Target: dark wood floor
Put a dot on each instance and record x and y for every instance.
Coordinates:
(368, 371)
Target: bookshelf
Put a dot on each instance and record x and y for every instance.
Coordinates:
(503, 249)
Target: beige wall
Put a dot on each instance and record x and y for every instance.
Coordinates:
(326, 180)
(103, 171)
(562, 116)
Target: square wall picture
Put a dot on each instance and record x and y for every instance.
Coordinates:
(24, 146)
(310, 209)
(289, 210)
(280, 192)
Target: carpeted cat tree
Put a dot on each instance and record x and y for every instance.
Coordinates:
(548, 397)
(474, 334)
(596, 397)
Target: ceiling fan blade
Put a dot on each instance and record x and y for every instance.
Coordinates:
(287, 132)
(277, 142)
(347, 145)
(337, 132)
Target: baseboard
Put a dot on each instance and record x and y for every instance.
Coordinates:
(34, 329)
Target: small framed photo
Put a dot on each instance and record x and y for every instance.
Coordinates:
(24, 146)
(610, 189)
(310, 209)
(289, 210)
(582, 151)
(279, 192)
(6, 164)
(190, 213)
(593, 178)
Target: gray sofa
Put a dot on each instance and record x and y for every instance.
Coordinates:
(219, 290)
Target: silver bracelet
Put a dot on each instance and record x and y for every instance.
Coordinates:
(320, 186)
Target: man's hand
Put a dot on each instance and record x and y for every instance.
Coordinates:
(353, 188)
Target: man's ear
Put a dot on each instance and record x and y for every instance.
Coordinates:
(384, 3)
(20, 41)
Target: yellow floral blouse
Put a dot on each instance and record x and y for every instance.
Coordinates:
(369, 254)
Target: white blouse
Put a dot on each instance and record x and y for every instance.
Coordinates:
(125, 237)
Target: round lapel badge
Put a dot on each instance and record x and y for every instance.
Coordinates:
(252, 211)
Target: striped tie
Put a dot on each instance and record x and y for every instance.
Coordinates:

================================

__TASK TO CARRY OUT__:
Print the data above exactly.

__ANSWER BOX__:
Target: dark wood floor
Put a dot on each instance and record x and y for every instance.
Coordinates:
(368, 371)
Target: bookshelf
Put a dot on each instance and record x and y for every instance.
Coordinates:
(503, 249)
Target: beige wall
Put a dot on each instance and record x and y for every instance.
Coordinates:
(326, 180)
(103, 171)
(562, 116)
Target: square wall picture
Put a dot on each instance and record x and y for every instance.
Coordinates:
(24, 146)
(310, 209)
(289, 210)
(280, 192)
Target: carpeted cat tree
Put a dot on each instance and record x and y for every instance.
Coordinates:
(548, 397)
(474, 334)
(596, 397)
Target: ceiling fan blade
Put a dot on each instance and record x and y for every instance.
Coordinates:
(287, 132)
(277, 142)
(347, 145)
(337, 132)
Target: baseboard
Put a dot on each instance and record x and y for every instance.
Coordinates:
(34, 329)
Target: small framed photo
Put a dot on each instance and record x and y for every instance.
Coordinates:
(24, 146)
(610, 189)
(310, 209)
(289, 210)
(582, 151)
(279, 192)
(6, 164)
(190, 213)
(593, 178)
Target: gray sofa
Put a dot on each instance and record x and y for every instance.
Coordinates:
(219, 290)
Target: silver bracelet
Put a dot on each instance and record x and y for every instance.
Coordinates:
(320, 186)
Target: man's hand
Put a dot on each instance and record x and y for every instance.
Coordinates:
(353, 188)
Target: man's ear
Put a dot on each instance and record x and y for every instance.
Coordinates:
(384, 3)
(20, 41)
Target: yellow floral blouse
Put a dot on each instance and record x and y for every instance.
Coordinates:
(369, 254)
Target: white blouse
Put a dot on each instance and record x and y for every instance.
Coordinates:
(125, 237)
Target: round lapel badge
Put a dot on each instance and record x and y for every instance.
Coordinates:
(252, 211)
Target: striped tie
Put a dot on each instance and record x and y for every instance.
Coordinates:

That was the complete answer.